### WHAT YOU HAVE TO DO:
Render every item below as a JSON list of strings, with one string per line and blank lines omitted.
— start SUPPLIED INFORMATION —
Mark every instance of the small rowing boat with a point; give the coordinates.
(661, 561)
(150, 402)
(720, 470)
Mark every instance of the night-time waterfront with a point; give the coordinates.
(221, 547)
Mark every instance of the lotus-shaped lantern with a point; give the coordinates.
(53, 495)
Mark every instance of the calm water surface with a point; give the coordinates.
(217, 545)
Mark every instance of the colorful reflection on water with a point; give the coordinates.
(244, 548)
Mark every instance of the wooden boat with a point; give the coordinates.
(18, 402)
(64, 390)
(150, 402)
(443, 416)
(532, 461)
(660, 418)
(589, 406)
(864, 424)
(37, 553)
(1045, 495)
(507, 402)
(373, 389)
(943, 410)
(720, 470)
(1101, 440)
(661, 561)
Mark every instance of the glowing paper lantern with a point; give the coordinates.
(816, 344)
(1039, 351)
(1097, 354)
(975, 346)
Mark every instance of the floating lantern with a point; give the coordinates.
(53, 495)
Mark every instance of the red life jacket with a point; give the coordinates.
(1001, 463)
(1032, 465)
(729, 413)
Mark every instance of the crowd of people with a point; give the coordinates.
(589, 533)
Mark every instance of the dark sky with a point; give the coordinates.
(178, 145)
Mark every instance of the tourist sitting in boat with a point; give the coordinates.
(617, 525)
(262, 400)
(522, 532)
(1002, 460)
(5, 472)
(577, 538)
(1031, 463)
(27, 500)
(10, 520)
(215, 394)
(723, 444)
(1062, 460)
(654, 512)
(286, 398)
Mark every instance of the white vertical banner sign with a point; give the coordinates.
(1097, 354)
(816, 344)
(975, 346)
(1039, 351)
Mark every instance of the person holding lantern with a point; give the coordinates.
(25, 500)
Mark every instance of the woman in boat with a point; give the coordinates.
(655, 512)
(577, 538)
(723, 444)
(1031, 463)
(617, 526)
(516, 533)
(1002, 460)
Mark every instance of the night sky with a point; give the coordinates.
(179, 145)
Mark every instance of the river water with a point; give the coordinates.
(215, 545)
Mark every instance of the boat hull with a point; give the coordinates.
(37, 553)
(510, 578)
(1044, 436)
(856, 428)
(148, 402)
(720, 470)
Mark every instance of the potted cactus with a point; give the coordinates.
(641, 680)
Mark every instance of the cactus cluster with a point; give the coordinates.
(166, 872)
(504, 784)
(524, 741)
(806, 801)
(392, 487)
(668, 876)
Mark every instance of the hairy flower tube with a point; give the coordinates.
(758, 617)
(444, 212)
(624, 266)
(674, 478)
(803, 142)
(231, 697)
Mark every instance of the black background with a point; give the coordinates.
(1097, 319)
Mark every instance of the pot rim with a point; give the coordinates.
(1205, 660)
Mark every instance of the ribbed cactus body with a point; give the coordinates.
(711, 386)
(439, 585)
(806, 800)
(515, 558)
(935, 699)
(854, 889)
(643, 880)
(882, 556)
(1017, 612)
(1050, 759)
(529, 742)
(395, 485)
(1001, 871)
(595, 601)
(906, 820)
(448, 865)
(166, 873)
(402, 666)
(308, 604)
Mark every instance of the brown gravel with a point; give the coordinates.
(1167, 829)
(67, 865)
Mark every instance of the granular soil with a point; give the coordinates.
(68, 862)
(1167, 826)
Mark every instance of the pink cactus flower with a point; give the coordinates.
— end SUPPLIED INFORMATION —
### RESPONSE TO THE EXERCISE:
[
  "Mark every instance of the small rowing boat with a point; give the coordinates.",
  "(661, 561)",
  "(150, 402)",
  "(720, 470)",
  "Mark every instance of the night-time waterfront with a point; give the coordinates.",
  "(221, 547)",
  "Mark every instance of the lotus-shaped lantern with a point; give the coordinates.",
  "(53, 495)",
  "Mark every instance of the calm water surface with a point; give the coordinates.",
  "(217, 545)",
  "Mark every instance of the colorful reflection on water with a point; give the coordinates.",
  "(244, 548)",
  "Mark every instance of the wooden boat with a point; give the coordinates.",
  "(18, 402)",
  "(64, 390)",
  "(150, 402)",
  "(443, 416)",
  "(532, 461)",
  "(660, 418)",
  "(589, 406)",
  "(864, 424)",
  "(37, 553)",
  "(1045, 495)",
  "(507, 402)",
  "(373, 389)",
  "(943, 410)",
  "(720, 470)",
  "(1101, 440)",
  "(661, 561)",
  "Mark every instance of the glowing paper lantern with a point; give the coordinates.",
  "(816, 344)",
  "(1039, 351)",
  "(1097, 354)",
  "(975, 346)",
  "Mark every instance of the floating lantern with a point; give the coordinates.",
  "(53, 495)",
  "Mark every instance of the red life jacket with a point; give the coordinates.",
  "(1001, 463)",
  "(1032, 465)",
  "(729, 413)",
  "Mark every instance of the crowd of people with a point; give the coordinates.",
  "(589, 533)",
  "Mark every instance of the dark sky with a point; give the coordinates.",
  "(178, 145)",
  "Mark every instance of the tourist sitting in boat with a point; give the coordinates.",
  "(617, 525)",
  "(262, 400)",
  "(522, 532)",
  "(1002, 460)",
  "(5, 472)",
  "(577, 538)",
  "(1031, 463)",
  "(27, 500)",
  "(10, 520)",
  "(215, 394)",
  "(723, 444)",
  "(1062, 460)",
  "(654, 512)",
  "(286, 398)",
  "Mark every instance of the white vertical banner sign with a point; give the coordinates.",
  "(1097, 354)",
  "(816, 344)",
  "(975, 346)",
  "(1039, 351)",
  "Mark every instance of the person holding lantern with a point; give the coordinates.",
  "(25, 500)",
  "Mark every instance of the woman in boat with a point; give the coordinates.",
  "(655, 512)",
  "(577, 538)",
  "(723, 444)",
  "(1031, 463)",
  "(617, 526)",
  "(516, 533)",
  "(1002, 460)",
  "Mark every instance of the night sky with a point; give the coordinates.",
  "(179, 145)",
  "Mark every instance of the river water with a point; give the coordinates.",
  "(215, 545)",
  "Mark every instance of the boat hull with a point; give the coordinates.",
  "(37, 553)",
  "(510, 578)",
  "(1044, 436)",
  "(856, 428)",
  "(148, 402)",
  "(720, 470)",
  "Mark every instance of the potted cactus with a point; give the coordinates.",
  "(641, 680)",
  "Mark every instance of the cactus cluster with a point; give the coordinates.",
  "(166, 872)",
  "(504, 784)",
  "(524, 741)",
  "(806, 801)",
  "(392, 487)",
  "(668, 876)",
  "Mark every instance of the hairy flower tube with a point; give the coordinates.",
  "(758, 617)",
  "(444, 212)",
  "(624, 266)",
  "(674, 478)",
  "(803, 142)",
  "(231, 697)",
  "Mark every instance of the black background with a point; give the coordinates.",
  "(1097, 319)",
  "Mark every instance of the pot rim with a point; give the coordinates.",
  "(1205, 660)",
  "Mark every instance of the ribbed cactus body with a point; give the coordinates.",
  "(711, 386)",
  "(439, 585)",
  "(806, 800)",
  "(515, 558)",
  "(935, 699)",
  "(854, 889)",
  "(643, 880)",
  "(882, 556)",
  "(1017, 612)",
  "(1050, 759)",
  "(529, 742)",
  "(395, 485)",
  "(1001, 871)",
  "(595, 601)",
  "(906, 820)",
  "(448, 865)",
  "(166, 873)",
  "(402, 666)",
  "(308, 604)",
  "Mark every instance of the brown gravel with a point; give the coordinates.",
  "(1167, 829)",
  "(67, 865)",
  "Mark every instance of the granular soil with a point; give the coordinates.",
  "(68, 862)",
  "(1167, 826)",
  "Mark every instance of the pink cactus flower with a point; give the coordinates."
]